EXERCISE INSTRUCTIONS: Rewrite everything in the listing from the line containing "clump you can find — occluded or clear." down to the line containing "[0,182,81,228]", replacing "dry grass clump" with "withered grass patch" and leaving everything else unchanged.
━━━━━━━━━━
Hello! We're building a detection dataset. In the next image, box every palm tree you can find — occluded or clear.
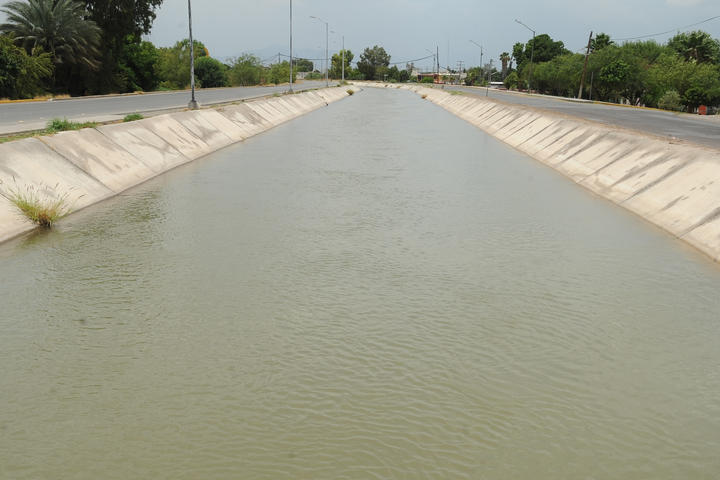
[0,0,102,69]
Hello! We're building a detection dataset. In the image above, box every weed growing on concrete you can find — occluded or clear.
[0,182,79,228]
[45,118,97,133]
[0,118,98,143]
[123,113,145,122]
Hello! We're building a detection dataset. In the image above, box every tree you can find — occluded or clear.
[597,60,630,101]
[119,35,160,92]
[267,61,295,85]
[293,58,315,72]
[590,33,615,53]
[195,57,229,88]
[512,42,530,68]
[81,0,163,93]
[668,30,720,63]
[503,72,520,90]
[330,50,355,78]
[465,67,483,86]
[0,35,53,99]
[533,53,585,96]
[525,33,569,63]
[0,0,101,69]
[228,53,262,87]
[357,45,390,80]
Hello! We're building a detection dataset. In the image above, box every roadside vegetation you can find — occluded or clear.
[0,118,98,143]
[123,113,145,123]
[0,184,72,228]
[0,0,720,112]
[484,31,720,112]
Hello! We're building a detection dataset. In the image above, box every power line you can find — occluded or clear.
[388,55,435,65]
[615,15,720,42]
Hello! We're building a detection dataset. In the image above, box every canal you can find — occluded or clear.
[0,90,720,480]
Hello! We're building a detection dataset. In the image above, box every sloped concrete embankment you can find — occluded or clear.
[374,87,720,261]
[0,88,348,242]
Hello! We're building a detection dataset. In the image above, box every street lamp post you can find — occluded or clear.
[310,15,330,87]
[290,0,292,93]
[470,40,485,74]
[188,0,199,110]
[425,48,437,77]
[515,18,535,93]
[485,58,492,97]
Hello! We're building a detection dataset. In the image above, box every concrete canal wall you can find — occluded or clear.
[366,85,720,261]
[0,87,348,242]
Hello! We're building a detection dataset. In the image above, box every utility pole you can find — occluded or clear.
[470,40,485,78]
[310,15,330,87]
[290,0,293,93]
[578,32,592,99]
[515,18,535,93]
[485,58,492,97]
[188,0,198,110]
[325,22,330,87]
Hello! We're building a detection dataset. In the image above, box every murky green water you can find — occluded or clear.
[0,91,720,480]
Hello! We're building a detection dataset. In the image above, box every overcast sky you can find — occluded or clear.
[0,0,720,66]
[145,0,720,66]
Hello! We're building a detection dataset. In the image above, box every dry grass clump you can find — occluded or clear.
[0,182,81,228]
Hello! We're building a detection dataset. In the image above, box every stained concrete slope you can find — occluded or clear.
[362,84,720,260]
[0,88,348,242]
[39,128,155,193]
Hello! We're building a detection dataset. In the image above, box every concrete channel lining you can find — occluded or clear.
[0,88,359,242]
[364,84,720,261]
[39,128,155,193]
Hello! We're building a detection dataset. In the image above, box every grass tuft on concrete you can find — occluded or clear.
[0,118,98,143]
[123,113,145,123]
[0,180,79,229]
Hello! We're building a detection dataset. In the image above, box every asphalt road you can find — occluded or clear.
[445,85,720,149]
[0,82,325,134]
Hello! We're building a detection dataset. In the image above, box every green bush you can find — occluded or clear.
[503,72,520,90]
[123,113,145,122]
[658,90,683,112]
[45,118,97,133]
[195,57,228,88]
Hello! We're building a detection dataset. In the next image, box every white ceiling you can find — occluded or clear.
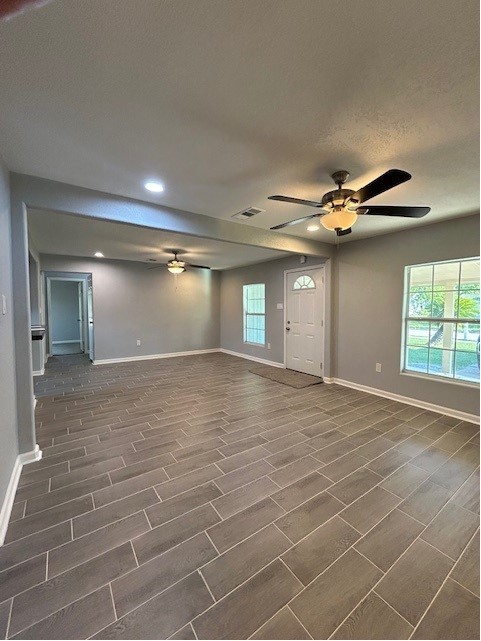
━━━━━━━━━━
COMPLETE OUTPUT:
Hello! We're building a detection dataset. In the image above, box every withered grass patch you can find — occluded or clear.
[0,182,81,228]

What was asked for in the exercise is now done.